Problem requirements
Would you print each of the entries below precisely as given?

Region pointing data:
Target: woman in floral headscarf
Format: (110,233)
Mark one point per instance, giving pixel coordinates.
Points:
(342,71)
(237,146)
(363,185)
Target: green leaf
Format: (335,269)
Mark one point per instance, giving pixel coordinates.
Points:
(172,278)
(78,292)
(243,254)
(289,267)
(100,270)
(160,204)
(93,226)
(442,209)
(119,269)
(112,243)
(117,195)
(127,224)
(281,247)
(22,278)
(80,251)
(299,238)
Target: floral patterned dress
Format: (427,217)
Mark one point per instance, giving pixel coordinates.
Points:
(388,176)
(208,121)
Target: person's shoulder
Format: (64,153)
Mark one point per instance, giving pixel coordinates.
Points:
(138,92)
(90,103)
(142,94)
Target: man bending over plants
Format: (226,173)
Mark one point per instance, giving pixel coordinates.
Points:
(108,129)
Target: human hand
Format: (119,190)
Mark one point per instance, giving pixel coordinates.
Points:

Response to this task
Target: woman in floral headscarf
Format: (110,233)
Mark one point per instance, giving pixel coordinates.
Points:
(342,71)
(237,146)
(363,185)
Target: green leaf
Format: (335,269)
Mark one point per instance, giving pixel coordinates.
Points:
(172,278)
(78,292)
(243,254)
(289,267)
(100,270)
(160,204)
(93,226)
(442,209)
(119,269)
(112,243)
(117,195)
(127,224)
(281,247)
(22,278)
(80,251)
(299,238)
Target: floral patterned dress
Format: (427,217)
Mark one point per instance, giving pixel coordinates.
Points:
(388,176)
(208,121)
Target: person's shoulder
Format: (64,153)
Mark one point per instance, giving pixel coordinates.
Points:
(138,92)
(90,103)
(142,94)
Target: man bending over plants
Format: (226,173)
Mark one point per instance, giving pixel coordinates.
Points:
(108,129)
Target: human hand
Format: (119,190)
Mark one point per instance, giving pixel coordinates.
Points:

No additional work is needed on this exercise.